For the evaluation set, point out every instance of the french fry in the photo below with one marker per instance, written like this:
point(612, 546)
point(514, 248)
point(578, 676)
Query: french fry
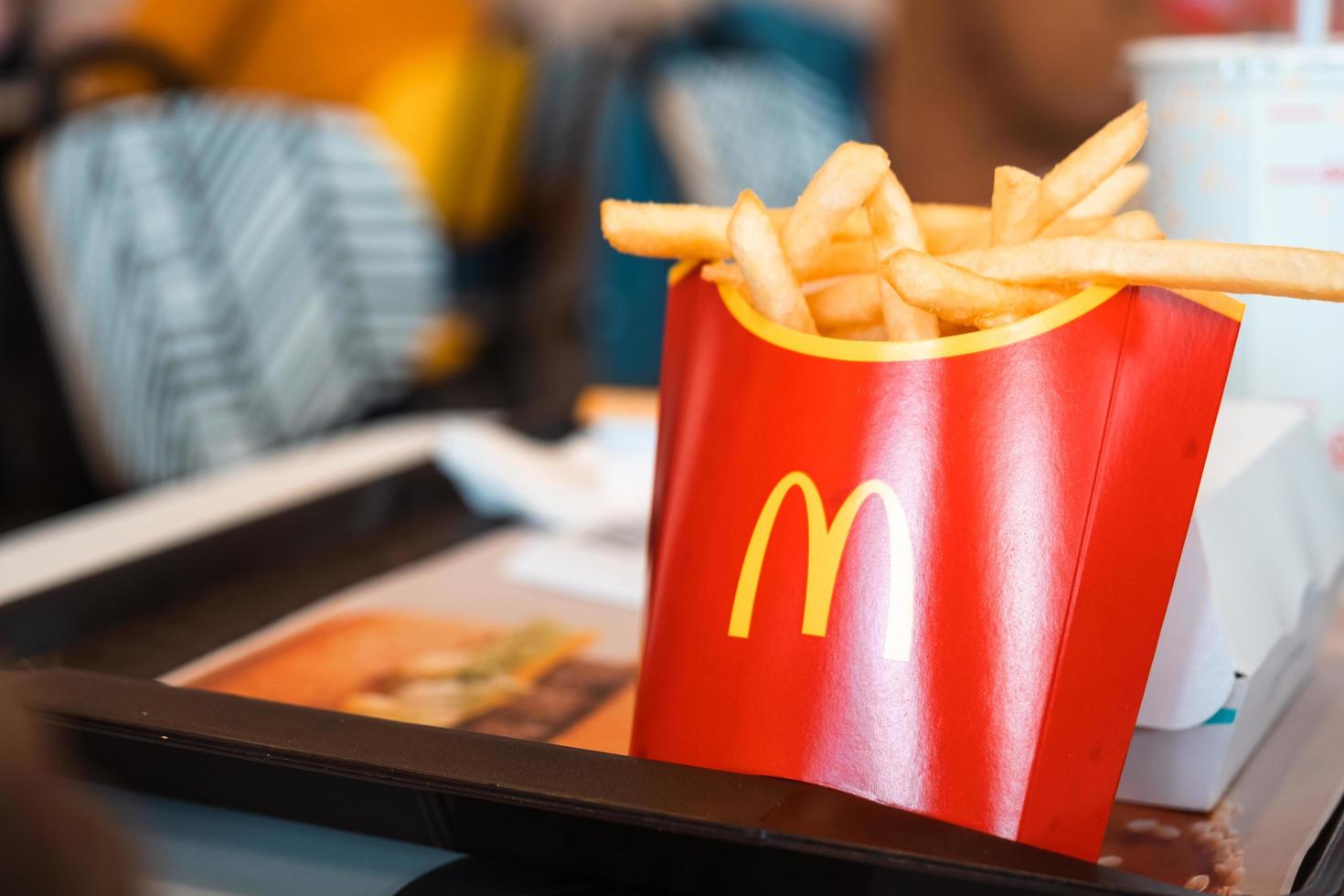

Wyzwanie: Zamień w całym materiale każde „french fry” na „onion ring” i przepisz go ponownie bez innych zmian, pomijając obrazy.

Rozwiązanie zadania:
For the evaluation set, point out every instance of the onion ring in the photo below with one marker per instance, written like this:
point(612, 546)
point(514, 248)
point(578, 676)
Query: onion ring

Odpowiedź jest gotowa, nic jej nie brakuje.